--- START OF READING TEXT ---

WL#6407: Code reorganization to avoid race condition between server main thread and the kill server thread

Affects: Server-5.7   —   Status: Complete

Lot of issues were fixed in the past related to server shutdown and
ready_to_exit flag. It is also believed to be the root cause of some unexplained
spurious failures in automated tests.
Refer Bug#11763896 for more information.

Currently the Server Main Thread and the Kill Server Thread are synchronized
based on a ready_to_exit flag. Once this flag is set, both threads perform 
cleanup operations concurrently which sometimes leads to double free of resources.
 
Currently, resource cleanup(clean_up() and mysqld_exit()) is common code for
abort and shutdown. Cleanup resources is done from main thread, signal thread or
kill server thread and the activities are distributed among these threads making
it vulnerable to sporadic issues. 

This worklog comprises the following activities

a)Reorganize code such that cleanup of resources is performed only by main
thread, instead of kill server thread.

b)In storage/perfschema/pfs_lock.h, assert for double free is relaxed(refer 
function allocated_to_free()). Remove ready_to_exit flag check in this function. 
One goal of this worklog is to enable currently disabled code in
shutdown_performance_schema and cleanup_performance_schema, and to remove all
the PFS-related valgrind suppression patterns.

c)Lot of Mutexes/Read-Write Locks, Condition variables are defined in global
scope(in mysqld.cc) and acquire/release mutex is spread everywhere in the code.
This leads to multiple mutexes being used to guard same global variable, wrong
order of acquisition leading to deadlock, etc. In order to avoid these issues,
these pthread primitives should be encapsulated with the global object which it
guards, rather than being acquired/released all over the code. 

User Documentation
==================

This is internal work only. No user docs required.
Existing Signal Handling Mechanism
----------------------------------
Signals such as SIGINT, SIGTERM, SIGQUIT are handled by a separate thread 
namely signal handling thread (signal_thread) whereas SIGSEGV, SIGABRT, 
SIGILL, SIGFPE are handled using old style signal handling mechanism by 
registering a signal handler namely handle_fatal_signal().

Signals are blocked by mysqld main thread and all threads including client 
handling service threads created by mysqld main thread inherit this signal mask
except signal handling thread which explicitly waits on these signals using
sigwait() function.

Existing shutdown Mechanism
---------------------------
Signal handling thread is created using DETACHABLE flag and synchronization 
between signal handling thread, kill server thread and mysqld main thread for 
cleanup is done using ready_to_exit flag

On receipt of termination signals, signal handling thread creates kill server 
thread (using DETACHABLE flag) which is responsible for performing cleanup of 
resources and shutdown of ancillary daemon threads.

--- END OF READING TEXT ---

**REQUIRED ACTIONS**.
(a) According to the worklog on server shutdown, in which file is the assert for double free relaxed?
(b) Please write what comes next in the worklog on server shutdown, picking up after its final sentence.

--- START OF INFORMATION SHOWN ---

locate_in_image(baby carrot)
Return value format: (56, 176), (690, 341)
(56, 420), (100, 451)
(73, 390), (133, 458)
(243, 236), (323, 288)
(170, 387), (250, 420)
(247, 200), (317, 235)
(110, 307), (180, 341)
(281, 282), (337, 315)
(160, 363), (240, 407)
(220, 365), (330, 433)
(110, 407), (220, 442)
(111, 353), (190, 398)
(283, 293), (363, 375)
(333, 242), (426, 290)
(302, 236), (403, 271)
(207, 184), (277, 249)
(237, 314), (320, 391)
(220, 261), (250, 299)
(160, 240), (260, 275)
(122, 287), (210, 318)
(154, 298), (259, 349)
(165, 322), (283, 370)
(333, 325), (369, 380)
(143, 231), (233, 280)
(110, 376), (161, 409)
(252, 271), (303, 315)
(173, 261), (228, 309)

--- END OF INFORMATION SHOWN ---

**SOLVED TASKS**.
(a) storage/perfschema/pfs_lock.h

(b)
clean_up() function sets ready_to_exit flag such that mysqld main thread shall 
continue to perform rest of the cleanup operations and exit. 

If shutdown request is sent from client(mysqladmin), kill_mysql() function is 
called which inturn sends termination signals to signal handling thread to 
initiate shutdown.
  
poll() and select() are called in blocking mode because of which abort_loop 
flag (set by signal handling thread or kill_mysql() function during server
shutdown) is never checked and does not break accept loop in
handle_connections_sockets() function.
Inorder to exit from the loop, either signal handling thread or kill server
thread, closes/shutdown server socket in close_connections() function.
   
unireg_abort() is called from kill server thread for signals other than SIGINT
and SIGTERM from signal handling thread. The unireq_abort() function is designed
to be called only from the main thread in case of error during server startup.
If called from any other thread, it may end up executing mysqld_exit() function
concurrently along with the main thread leading to double free of mutexes and
other resources handled by mysqld_exit() function

In mysql5.1, kill_server() is registered as signal handler for all signals, 
hence probability of this race condition is high in case of 5.1 source base 
compared to 5.5 and trunk.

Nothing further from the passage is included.